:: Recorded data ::

++++

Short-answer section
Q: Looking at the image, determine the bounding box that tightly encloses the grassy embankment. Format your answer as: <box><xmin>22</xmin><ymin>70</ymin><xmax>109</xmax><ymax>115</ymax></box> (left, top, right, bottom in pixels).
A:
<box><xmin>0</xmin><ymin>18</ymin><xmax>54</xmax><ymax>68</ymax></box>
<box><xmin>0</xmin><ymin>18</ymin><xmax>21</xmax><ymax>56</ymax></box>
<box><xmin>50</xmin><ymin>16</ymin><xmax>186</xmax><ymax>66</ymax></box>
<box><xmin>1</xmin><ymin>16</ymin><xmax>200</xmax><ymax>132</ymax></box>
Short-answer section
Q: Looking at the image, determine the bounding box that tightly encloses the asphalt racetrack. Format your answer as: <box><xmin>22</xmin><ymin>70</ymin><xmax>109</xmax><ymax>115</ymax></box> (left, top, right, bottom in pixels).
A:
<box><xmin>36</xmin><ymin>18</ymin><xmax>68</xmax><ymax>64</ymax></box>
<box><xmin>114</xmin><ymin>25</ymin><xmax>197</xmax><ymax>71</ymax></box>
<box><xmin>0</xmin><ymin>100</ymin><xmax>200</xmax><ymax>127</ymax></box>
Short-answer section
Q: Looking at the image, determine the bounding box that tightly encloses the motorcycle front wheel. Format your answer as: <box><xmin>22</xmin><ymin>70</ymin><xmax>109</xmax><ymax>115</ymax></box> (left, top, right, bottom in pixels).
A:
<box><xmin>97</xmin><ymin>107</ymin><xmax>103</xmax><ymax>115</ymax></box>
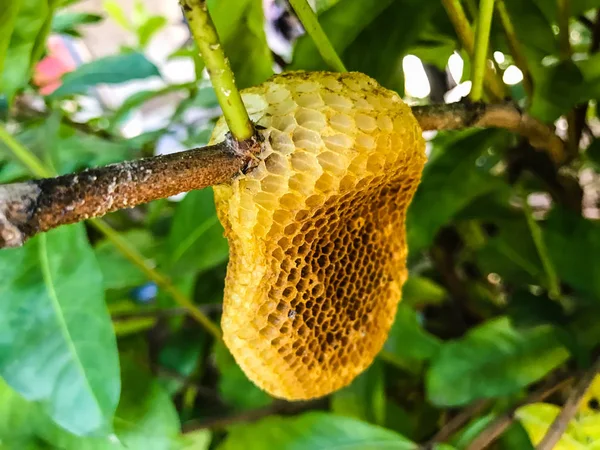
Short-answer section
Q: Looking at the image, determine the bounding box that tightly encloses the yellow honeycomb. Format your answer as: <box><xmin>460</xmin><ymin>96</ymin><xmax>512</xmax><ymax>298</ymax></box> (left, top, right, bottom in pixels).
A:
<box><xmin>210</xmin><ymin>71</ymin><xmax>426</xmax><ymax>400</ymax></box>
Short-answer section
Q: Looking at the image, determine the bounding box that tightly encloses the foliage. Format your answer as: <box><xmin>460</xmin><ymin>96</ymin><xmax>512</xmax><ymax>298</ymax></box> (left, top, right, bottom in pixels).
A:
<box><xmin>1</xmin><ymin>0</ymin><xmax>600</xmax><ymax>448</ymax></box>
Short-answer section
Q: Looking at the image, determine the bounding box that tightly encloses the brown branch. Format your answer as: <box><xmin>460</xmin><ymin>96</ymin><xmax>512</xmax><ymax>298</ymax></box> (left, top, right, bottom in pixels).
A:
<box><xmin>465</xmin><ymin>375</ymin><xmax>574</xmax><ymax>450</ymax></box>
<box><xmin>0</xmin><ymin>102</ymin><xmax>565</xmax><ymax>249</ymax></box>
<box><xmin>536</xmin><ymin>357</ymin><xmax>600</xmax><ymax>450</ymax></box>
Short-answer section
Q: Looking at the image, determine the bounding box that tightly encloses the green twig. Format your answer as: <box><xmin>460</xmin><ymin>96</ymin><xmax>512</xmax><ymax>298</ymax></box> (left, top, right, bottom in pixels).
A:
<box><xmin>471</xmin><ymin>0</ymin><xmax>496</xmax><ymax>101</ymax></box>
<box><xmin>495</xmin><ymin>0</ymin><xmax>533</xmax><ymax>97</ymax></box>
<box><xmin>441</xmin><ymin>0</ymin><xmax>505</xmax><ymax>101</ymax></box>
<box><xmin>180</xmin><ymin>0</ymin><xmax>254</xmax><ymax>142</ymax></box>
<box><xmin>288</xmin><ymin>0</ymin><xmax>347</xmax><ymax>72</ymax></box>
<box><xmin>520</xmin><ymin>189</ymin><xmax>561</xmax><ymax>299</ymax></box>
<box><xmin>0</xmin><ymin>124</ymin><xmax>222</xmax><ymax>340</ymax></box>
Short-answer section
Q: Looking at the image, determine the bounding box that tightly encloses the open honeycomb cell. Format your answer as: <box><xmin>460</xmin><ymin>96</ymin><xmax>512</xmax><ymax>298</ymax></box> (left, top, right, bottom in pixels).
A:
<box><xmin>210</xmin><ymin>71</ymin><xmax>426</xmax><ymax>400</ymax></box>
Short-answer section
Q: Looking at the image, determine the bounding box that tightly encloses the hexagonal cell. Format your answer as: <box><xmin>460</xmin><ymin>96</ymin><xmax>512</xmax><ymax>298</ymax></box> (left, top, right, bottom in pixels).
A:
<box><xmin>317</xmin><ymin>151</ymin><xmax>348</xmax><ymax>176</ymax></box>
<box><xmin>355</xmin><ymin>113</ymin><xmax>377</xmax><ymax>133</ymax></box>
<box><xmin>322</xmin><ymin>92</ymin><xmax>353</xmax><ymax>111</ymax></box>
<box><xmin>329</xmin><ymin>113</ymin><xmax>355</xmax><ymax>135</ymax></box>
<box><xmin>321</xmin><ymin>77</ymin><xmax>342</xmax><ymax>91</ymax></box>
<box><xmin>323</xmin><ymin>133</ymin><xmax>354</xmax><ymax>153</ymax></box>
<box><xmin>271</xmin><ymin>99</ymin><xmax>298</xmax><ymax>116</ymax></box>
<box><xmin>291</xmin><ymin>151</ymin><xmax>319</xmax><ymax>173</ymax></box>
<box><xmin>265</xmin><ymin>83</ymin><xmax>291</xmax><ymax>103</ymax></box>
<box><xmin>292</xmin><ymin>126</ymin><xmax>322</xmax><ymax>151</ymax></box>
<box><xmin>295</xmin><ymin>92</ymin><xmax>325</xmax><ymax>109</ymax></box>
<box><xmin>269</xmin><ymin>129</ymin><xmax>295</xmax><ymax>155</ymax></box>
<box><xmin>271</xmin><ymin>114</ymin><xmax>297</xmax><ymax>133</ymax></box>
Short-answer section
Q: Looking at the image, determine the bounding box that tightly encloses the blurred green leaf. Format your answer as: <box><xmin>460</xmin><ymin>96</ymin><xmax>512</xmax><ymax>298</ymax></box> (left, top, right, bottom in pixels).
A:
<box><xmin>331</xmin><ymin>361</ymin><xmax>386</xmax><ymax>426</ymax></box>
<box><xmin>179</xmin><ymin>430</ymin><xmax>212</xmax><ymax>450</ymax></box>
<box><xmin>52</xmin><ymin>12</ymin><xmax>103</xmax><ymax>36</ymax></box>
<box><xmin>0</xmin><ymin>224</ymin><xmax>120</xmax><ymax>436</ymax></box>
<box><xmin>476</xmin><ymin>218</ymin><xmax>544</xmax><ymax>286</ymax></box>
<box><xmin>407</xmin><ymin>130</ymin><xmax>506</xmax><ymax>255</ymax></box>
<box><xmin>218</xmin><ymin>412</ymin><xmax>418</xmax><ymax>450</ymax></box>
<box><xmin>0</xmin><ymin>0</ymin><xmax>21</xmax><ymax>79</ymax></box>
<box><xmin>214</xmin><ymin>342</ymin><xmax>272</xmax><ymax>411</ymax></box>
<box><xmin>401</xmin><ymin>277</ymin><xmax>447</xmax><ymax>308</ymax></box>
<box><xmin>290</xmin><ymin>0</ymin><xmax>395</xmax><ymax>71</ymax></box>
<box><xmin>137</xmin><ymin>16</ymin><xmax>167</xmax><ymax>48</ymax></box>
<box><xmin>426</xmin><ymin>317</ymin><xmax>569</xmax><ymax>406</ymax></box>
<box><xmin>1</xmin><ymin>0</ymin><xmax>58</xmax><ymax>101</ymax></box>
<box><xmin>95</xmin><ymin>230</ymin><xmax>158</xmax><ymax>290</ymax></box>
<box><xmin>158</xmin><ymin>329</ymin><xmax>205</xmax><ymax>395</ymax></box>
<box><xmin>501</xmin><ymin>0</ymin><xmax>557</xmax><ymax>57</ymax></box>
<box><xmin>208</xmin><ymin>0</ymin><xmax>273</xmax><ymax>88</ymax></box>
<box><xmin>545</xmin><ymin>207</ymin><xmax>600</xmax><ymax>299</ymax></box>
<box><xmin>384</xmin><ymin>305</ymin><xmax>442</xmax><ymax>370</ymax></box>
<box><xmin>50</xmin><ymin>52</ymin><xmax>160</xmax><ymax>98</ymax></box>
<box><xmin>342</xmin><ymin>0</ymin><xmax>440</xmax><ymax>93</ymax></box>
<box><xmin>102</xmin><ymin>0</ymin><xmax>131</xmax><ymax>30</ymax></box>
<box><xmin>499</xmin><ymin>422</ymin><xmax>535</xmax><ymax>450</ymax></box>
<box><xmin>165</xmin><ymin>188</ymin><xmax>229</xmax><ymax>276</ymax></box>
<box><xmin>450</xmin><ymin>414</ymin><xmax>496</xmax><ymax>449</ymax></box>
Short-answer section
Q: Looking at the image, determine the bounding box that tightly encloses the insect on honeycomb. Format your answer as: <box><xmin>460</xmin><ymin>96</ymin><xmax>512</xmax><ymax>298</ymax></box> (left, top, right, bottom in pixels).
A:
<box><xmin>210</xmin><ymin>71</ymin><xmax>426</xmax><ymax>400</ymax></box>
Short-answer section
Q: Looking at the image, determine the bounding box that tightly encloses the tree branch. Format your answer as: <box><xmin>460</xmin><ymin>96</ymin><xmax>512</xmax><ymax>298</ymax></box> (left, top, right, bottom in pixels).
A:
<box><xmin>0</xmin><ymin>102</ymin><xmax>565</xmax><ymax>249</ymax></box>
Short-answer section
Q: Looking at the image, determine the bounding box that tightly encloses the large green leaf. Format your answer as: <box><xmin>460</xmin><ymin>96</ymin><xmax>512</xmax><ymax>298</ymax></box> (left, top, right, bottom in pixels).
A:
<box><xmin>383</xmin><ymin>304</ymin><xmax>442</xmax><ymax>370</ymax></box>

++++

:: Try it ::
Return only the number of lines in the entries above that contain the word "cell".

:: Exercise solution ::
2